- Work request: Your task is to extract every line from the material below exactly.

[[ Exercise material, beginning ]]

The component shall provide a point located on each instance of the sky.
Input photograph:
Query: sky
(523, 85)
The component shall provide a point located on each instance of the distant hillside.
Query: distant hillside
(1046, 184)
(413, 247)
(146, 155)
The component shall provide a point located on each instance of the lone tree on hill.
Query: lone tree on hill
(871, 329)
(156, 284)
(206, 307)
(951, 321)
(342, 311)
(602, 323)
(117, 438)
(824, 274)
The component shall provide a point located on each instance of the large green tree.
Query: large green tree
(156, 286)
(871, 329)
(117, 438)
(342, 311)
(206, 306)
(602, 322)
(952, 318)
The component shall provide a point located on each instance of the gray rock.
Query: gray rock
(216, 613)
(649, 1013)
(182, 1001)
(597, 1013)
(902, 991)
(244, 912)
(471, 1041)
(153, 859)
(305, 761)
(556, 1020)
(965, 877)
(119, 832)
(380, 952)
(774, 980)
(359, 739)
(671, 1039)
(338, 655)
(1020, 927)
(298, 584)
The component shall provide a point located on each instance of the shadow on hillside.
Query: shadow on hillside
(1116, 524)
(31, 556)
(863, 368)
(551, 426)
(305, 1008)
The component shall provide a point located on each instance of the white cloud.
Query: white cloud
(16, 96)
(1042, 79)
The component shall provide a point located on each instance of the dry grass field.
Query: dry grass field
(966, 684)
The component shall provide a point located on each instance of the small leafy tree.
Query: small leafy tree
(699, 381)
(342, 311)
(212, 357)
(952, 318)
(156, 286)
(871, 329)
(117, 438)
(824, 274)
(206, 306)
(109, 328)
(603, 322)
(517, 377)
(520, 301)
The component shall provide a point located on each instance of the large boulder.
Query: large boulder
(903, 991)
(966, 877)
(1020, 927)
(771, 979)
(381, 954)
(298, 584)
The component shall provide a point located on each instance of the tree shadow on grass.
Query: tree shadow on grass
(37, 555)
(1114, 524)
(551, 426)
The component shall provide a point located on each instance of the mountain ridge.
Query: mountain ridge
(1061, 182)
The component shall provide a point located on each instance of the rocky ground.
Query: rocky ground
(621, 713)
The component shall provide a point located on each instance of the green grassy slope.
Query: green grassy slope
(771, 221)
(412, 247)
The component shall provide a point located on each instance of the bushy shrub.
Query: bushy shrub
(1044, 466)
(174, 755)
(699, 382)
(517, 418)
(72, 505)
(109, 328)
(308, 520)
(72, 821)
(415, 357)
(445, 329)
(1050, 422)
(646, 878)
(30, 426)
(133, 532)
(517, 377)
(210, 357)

[[ Exercise material, end ]]

- Solution:
The component shall provide a point located on each instance of the sky.
Input photograph:
Query: sky
(523, 85)
The component shall provide a point located on each instance of the distant hillside.
Query: distant hillside
(1046, 184)
(413, 247)
(146, 155)
The component shall provide a point located on each instance of the lone tree on hill.
Query: lone tree on hill
(871, 329)
(156, 284)
(206, 307)
(951, 321)
(342, 311)
(602, 323)
(117, 438)
(824, 274)
The component shall provide a point located on each instance of the large green tree.
Query: large green tree
(156, 286)
(871, 329)
(117, 438)
(342, 311)
(206, 306)
(602, 322)
(952, 318)
The component shall provide a point located on each instance of the gray rock.
Query: gray rock
(216, 613)
(649, 1013)
(182, 1001)
(597, 1013)
(902, 991)
(244, 912)
(471, 1041)
(153, 859)
(305, 761)
(556, 1020)
(965, 877)
(119, 832)
(380, 952)
(774, 980)
(359, 739)
(671, 1039)
(338, 655)
(1020, 927)
(298, 584)
The component shall provide a point located on each instance of the shadow on hillside.
Query: shadow on hillside
(1116, 524)
(31, 556)
(863, 368)
(551, 426)
(305, 1008)
The component shall provide a point located on each instance of the white cloud.
Query: white cloud
(16, 96)
(1042, 79)
The component shall provide a point located on each instance of the dry grass field.
Query: dry grass field
(966, 684)
The component shall provide a point located on each instance of the small leafy tree.
Query: small leafy tree
(699, 381)
(342, 311)
(212, 357)
(952, 318)
(156, 286)
(871, 329)
(117, 438)
(824, 274)
(206, 306)
(109, 328)
(603, 322)
(517, 377)
(520, 301)
The component shall provide a point located on each instance of the large boulder.
Query: large boulder
(903, 991)
(966, 877)
(1020, 927)
(771, 979)
(381, 954)
(298, 584)
The component shall provide a point located on each instance of the tree shadow on grass.
Query: tree shadow on grass
(37, 555)
(1114, 524)
(551, 426)
The component shall provide a point located on each instance of the mountain ridge.
Query: mountain ridge
(1061, 182)
The component shall provide a point located on each instance of the rocky ground.
Query: rocky ground
(621, 713)
The component shall provide a point located on each instance of the green grassy slope.
Query: green grassy slope
(771, 221)
(412, 247)
The component shall provide a point located on each instance of the bushy shrub.
Query: bushy shrub
(1044, 466)
(174, 755)
(699, 382)
(517, 418)
(72, 505)
(109, 328)
(308, 520)
(72, 821)
(415, 357)
(445, 329)
(1050, 422)
(646, 878)
(30, 426)
(133, 532)
(517, 377)
(210, 357)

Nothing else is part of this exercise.